DOCUMENT EXTRACT |
============================================================

Break the Earn-Spend Cycle, Take Charge of Your Life, Build Everlasting Wealth

Foreword Review — Winter 2014

Follow the clear steps in this detailed guide, and use your passion to find financial security for the rest of your life.

Many people who were negatively affected by the recent economic downturn have yet to recover. With a focus on helping the average person invest in assets that have ongoing returns, Forever Cash could offer a new way of thinking about money.

Self-made millionaire Jack Bosch explains that there are three different kinds of cash: “One-Time Cash, Temporary Cash, and Forever Cash.” Forever Cash, writes Bosch, “is the true Holy Grail … cash for which you work once and get paid again and again and again … forever.” Examples include shares of an established, profitable company that pays dividends, a real estate property that is purchased and leased by the owner, owning a portion of a limited partnership that distributes profits annually, and intellectual property that can be licensed or that generates royalties.

Obviously, to generate Forever Cash, one needs to acquire assets such as those listed above. To help readers do that, Bosch suggests a process he calls the “Wealth Wheel,” which involves a strategy centered around generating extra cash, reducing expenses, and investing in assets.

Bosch also addresses some of the more common financial issues that vex most people. He discusses, for example, the “hamster wheel” of life—typically, individuals make more money as they get older, only to accumulate more debt and become more dependent on a high-paying job. He talks about good debt versus bad debt (focusing largely on real estate), and he offers a useful description of the “Debt Snowball” method, which is designed to help consumers eliminate credit-card debt.

Bosch writes clearly and passionately. He explains in a fair amount of detail how the reader can use the steps outlined in his book to accumulate Forever Cash, which he says is the key to “financial security, retirement, and your ability to quit your job.” He does make the important point, however, that the reader will need a compelling reason to follow this plan: “The steps are easy, but many people don’t do them because they don’t have a Reason Why.”

To some, Forever Cash may feel more like a scheme that is too good to be true than a legitimate way to accumulate wealth. Like anything else, however, it is not the plan itself, but rather how diligently the reader works to execute it that will make all the difference.

============================================================

RAW RECORDS |

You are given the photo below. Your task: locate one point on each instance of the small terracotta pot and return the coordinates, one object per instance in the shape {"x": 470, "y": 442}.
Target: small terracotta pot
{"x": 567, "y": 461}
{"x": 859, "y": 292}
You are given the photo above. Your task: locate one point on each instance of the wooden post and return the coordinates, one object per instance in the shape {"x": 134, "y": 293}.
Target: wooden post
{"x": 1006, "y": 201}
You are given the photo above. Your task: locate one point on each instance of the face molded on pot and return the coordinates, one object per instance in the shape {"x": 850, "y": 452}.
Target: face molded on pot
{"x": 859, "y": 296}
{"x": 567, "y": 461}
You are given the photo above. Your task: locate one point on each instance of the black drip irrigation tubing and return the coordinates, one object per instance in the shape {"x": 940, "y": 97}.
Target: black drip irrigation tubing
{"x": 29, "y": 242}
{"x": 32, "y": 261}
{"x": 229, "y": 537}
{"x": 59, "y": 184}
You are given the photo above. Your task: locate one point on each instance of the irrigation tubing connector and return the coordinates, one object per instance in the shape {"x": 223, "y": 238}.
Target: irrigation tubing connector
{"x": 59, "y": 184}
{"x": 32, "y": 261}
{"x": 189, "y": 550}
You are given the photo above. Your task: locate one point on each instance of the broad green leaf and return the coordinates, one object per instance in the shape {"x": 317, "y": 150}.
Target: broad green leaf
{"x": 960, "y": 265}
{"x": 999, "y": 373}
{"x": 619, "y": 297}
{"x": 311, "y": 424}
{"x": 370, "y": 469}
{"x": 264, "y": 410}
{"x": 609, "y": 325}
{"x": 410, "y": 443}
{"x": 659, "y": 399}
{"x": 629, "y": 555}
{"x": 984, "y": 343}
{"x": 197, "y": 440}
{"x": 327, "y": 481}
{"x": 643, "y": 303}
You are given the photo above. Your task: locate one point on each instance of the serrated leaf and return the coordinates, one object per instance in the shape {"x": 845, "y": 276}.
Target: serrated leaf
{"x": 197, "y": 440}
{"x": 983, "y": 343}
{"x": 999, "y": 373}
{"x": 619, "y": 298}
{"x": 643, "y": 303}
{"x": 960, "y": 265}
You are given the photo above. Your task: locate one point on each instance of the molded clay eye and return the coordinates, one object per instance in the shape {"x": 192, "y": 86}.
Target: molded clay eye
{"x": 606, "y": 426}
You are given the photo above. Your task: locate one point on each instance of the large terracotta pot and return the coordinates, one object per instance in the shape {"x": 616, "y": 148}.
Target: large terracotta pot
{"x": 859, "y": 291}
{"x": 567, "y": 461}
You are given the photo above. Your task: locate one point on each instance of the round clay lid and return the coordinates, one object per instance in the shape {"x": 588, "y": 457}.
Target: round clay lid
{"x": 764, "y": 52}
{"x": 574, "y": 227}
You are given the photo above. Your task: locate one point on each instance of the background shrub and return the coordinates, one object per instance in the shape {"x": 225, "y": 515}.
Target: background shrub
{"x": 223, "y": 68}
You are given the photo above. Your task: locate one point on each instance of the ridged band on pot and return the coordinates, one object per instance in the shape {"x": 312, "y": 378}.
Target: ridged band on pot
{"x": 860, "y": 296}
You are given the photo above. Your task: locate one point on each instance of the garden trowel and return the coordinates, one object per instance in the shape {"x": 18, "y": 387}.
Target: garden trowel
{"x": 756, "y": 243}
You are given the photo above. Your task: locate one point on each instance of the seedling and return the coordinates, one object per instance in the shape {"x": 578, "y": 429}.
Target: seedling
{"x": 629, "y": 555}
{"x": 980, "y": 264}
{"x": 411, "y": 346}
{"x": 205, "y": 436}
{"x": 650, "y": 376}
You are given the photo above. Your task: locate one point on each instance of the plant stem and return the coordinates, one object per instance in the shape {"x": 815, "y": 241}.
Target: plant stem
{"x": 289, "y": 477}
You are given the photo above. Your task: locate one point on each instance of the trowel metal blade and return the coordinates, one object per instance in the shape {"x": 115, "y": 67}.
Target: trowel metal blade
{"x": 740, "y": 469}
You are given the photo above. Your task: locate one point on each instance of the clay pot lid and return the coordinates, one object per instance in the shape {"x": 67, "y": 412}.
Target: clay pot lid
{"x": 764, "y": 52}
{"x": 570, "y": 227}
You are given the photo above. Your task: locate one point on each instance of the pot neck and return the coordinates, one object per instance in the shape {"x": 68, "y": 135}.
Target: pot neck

============================================================

GOAL 1 | Copy the passage of the Forever Cash review from "Many people who" up to and including "thinking about money.".
GOAL 2 | According to the Forever Cash review, which three kinds of cash does Jack Bosch distinguish?

CORRECT ANSWER 1 |
Many people who were negatively affected by the recent economic downturn have yet to recover. With a focus on helping the average person invest in assets that have ongoing returns, Forever Cash could offer a new way of thinking about money.

CORRECT ANSWER 2 | One-Time Cash, Temporary Cash, and Forever Cash.